→ **Input data**
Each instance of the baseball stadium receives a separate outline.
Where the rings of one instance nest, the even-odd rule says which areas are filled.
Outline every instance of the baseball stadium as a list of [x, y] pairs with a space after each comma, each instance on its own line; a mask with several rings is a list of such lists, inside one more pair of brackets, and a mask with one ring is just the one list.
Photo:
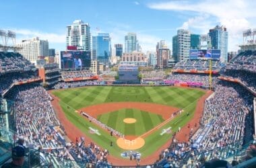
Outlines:
[[35, 67], [1, 45], [0, 165], [22, 157], [22, 167], [253, 167], [255, 45], [227, 64], [193, 57], [168, 74], [123, 65], [102, 75]]

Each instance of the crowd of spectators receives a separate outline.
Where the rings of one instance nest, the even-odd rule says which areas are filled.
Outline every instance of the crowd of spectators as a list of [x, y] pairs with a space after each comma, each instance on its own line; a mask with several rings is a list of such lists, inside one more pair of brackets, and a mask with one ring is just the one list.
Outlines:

→ **Work instructions**
Turn every line of the records above into a numbered list, leaving out blank lines and the pictures.

→ **Final result**
1. Each instance of the baseball stadium receives a separate outline.
2. Where the rings of one instance nest, the even-odd rule says which areas are filled.
3. Outline every instance of the baseball stadium as a list of [x, y] pairs with a space after each comma, each instance on its own line; a mask with several rings is a list of such lists, inside one more pair of brackets, and a mask with one ring is just the one list.
4. Photo:
5. Outlines:
6. [[35, 67], [1, 45], [0, 165], [22, 157], [22, 167], [253, 167], [255, 45], [227, 64], [193, 57], [168, 74], [123, 65], [102, 75]]
7. Each instance of the crowd of spectators receives a separate outline.
8. Where the rings of one instance nest, the even-odd rule says which areas are filled.
9. Outline every instance of the crowd of spectators as a list of [x, y] pairs with a space after each comma, each instance on its own line; a mask with several rings is a list of such lists, inside one more pair of brackets, and a mask with one ring is just the one list.
10. Outlines:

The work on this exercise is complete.